§ **TAREFA PROPOSTA**
No texto sobre como tratar os animais, o que certos modelos de adestramento criam, segundo o próprio texto?

§ **TEXTO DE ORIGEM**
⟨

É importante que se entenda que esses animais não são humanos e nem vivem com o homem porque deliberadamente querem e por isso mesmo eles não devem ser tratados como se fossem humanos ou coisas próximas dos humanos. Ao contrário, os animais precisam ser tratados e considerados como animais naturais que são, obviamente com o devido respeito e cuidado, mas sem antropomorfismos acentuados. Aqui cabe ressaltar que até mesmo certos modelos de adestramento são maléficos aos animais, porque criam situações inverídicas para as atitudes dos animais e que muitos seres humanos passam a tentar imitar e também produzir nos animais de suas respectivas “propriedades”. O desgaste e o estresse causado nesses animais por conta disso é extremamente grande, mas a maioria dos seres humanos não percebe e, como já foi dito, talvez nem seja por maldade. Ao contrário, muitos acreditam que estão fazendo da maneira certa.
Na verdade, a espécie humana, por falta de conhecimento e pelo mal sociológico de se achar “dona do planeta” e “responsável” por todas as demais espécies sobre a superfície da Terra, comete uma apropriação indevida da vida daquele animal, que é um organismo vivo planetário e que deveria ser livre. Além disso, o ser humano ainda se sente no direito de exigir que a espécie animal em questão faça exatamente aquilo que o humano deseja que seja feito. Ora, isso, além de ser antinatural, também é ilógico, porque existem limites físicos e principalmente biológicos, que condicionam as ações das diferentes espécies e muitas vezes as incapacitam de realizar determinadas tarefas. Mas, a maioria dos seres humanos não consegue nem dimensionar, quanto menos compreender essa realidade.
Muitos dos seres humanos não entendem ou não querem entender e não dão o direito desses animais serem da maneira como são, simplesmente porque esses seres humanos não querem e porque eles acham que os animais são “propriedades” suas e têm que atender à vontade humana integralmente. Assim, por exemplo: se o sujeito usa perfume o seu “porco” (Sus domesticus) deve usar perfume, se o sujeito come “alface” o seu “cachorro” (Canis familiaris) deve comer alface; se o sujeito bebe cerveja o seu “gato” (Felis catus) deve beber cerveja; se o sujeito usa roupas o seu “coelho” (Oryctolagus cuniculus) deve usar roupas também, se o sujeito usa sapatos o seu “cavalo” (Equus caballus) deve usar e várias outras situações absurdas semelhantes.

⟩

§ **REGISTROS DE DADOS**
⟨

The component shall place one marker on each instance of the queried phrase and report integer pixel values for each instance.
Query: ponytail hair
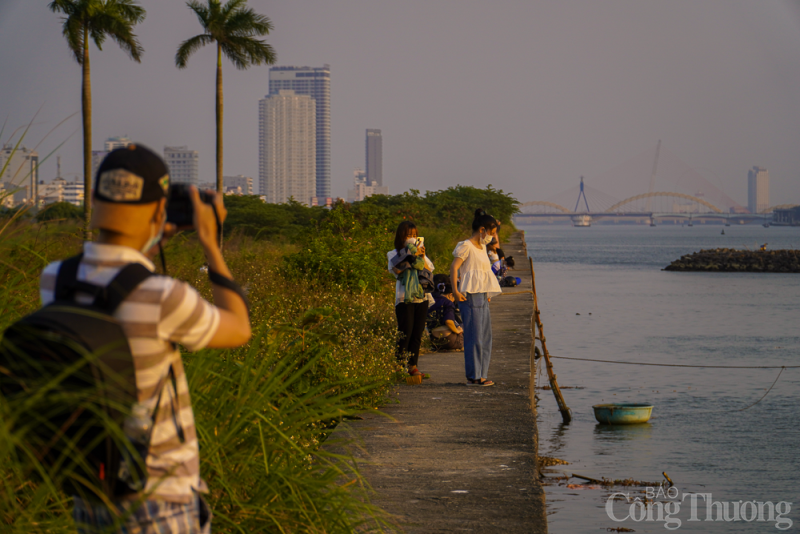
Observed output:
(403, 231)
(483, 220)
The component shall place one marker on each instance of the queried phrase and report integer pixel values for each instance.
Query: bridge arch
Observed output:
(613, 208)
(778, 207)
(546, 204)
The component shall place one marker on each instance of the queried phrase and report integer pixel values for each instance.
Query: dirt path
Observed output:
(463, 459)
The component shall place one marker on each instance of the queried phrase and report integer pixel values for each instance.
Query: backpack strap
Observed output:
(127, 279)
(109, 297)
(67, 278)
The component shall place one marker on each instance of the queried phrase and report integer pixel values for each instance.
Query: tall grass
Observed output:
(265, 413)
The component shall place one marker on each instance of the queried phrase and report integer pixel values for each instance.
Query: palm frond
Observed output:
(97, 35)
(235, 54)
(231, 7)
(247, 23)
(252, 51)
(127, 10)
(201, 11)
(62, 6)
(120, 30)
(189, 47)
(73, 32)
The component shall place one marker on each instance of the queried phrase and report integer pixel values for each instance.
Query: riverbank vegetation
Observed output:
(268, 414)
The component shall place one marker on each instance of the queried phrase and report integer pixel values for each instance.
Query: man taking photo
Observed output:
(129, 215)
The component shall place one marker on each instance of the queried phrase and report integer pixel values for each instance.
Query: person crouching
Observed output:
(443, 318)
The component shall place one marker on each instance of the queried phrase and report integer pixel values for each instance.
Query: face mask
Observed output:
(153, 241)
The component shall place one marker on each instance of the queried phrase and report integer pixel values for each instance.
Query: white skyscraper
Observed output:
(316, 83)
(182, 164)
(20, 168)
(287, 159)
(757, 190)
(112, 143)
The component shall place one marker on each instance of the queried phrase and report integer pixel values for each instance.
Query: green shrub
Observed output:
(60, 211)
(343, 251)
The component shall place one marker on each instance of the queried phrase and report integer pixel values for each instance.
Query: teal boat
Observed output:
(622, 414)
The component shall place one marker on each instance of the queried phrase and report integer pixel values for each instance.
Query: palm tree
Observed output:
(233, 27)
(86, 20)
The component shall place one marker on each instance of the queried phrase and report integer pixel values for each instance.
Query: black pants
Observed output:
(411, 324)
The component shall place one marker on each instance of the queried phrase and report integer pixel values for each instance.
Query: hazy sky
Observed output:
(526, 95)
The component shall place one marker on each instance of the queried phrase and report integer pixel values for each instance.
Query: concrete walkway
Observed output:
(463, 459)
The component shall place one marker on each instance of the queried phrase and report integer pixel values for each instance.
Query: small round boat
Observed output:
(622, 414)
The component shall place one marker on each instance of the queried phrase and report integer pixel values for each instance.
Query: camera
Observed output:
(180, 210)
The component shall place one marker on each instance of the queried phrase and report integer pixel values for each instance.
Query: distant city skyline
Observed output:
(183, 164)
(544, 93)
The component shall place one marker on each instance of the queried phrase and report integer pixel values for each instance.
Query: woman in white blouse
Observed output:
(411, 311)
(475, 288)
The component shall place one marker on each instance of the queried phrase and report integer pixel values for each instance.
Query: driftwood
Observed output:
(617, 482)
(732, 260)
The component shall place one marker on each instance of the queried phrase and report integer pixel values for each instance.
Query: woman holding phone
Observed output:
(410, 302)
(475, 287)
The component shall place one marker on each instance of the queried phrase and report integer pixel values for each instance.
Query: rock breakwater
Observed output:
(732, 260)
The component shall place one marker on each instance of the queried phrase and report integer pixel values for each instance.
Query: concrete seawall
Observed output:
(463, 459)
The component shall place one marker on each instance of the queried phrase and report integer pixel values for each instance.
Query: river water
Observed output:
(603, 295)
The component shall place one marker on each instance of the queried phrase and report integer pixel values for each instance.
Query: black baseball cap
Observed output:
(132, 175)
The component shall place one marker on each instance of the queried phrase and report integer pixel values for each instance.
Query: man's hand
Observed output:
(205, 223)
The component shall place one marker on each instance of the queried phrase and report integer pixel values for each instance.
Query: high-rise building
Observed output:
(244, 183)
(182, 164)
(374, 157)
(112, 143)
(231, 185)
(316, 83)
(20, 171)
(757, 190)
(363, 187)
(287, 156)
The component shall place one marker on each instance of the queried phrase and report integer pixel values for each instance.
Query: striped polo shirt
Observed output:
(160, 313)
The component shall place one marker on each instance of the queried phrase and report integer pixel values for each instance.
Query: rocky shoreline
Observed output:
(745, 261)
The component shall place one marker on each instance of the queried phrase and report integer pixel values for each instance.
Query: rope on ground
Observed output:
(683, 365)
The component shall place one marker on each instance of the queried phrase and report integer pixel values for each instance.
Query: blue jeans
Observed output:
(477, 335)
(152, 516)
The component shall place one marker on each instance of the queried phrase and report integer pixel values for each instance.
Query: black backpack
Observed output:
(67, 373)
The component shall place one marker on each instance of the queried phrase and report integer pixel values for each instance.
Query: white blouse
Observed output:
(399, 288)
(475, 274)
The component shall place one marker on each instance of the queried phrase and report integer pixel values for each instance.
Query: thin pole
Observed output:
(536, 322)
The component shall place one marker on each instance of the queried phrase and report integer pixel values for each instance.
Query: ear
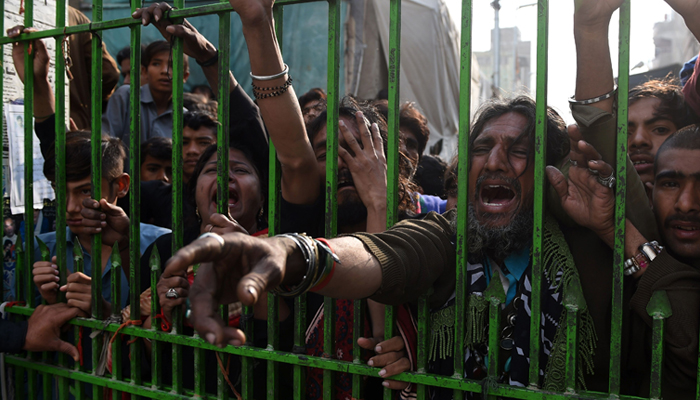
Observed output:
(123, 182)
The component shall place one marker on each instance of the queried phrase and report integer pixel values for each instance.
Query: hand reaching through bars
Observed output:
(39, 52)
(238, 268)
(46, 279)
(586, 194)
(108, 219)
(44, 329)
(391, 357)
(168, 283)
(365, 161)
(195, 45)
(44, 102)
(78, 290)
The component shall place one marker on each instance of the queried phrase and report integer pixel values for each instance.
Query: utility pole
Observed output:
(496, 48)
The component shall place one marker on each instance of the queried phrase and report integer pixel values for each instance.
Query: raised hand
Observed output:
(107, 218)
(595, 13)
(46, 279)
(237, 268)
(195, 45)
(253, 12)
(367, 164)
(391, 357)
(587, 201)
(39, 51)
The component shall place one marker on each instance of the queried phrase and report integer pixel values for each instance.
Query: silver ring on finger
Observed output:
(608, 182)
(214, 235)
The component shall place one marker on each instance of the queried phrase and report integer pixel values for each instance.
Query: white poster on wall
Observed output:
(14, 115)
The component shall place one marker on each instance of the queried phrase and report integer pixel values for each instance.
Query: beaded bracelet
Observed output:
(606, 96)
(272, 92)
(271, 77)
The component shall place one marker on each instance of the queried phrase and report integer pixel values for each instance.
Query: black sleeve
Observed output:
(12, 336)
(248, 129)
(46, 133)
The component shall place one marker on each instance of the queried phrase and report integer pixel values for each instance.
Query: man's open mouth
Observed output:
(496, 195)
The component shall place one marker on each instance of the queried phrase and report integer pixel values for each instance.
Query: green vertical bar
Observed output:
(116, 309)
(659, 308)
(156, 359)
(28, 158)
(334, 33)
(28, 182)
(358, 329)
(462, 186)
(2, 118)
(573, 302)
(422, 344)
(79, 391)
(495, 295)
(538, 206)
(178, 228)
(298, 378)
(60, 176)
(60, 128)
(392, 195)
(274, 185)
(136, 347)
(620, 194)
(97, 343)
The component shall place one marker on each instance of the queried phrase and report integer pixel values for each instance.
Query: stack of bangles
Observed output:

⟩

§ **A RESPOSTA**
Situações inverídicas para as atitudes dos animais.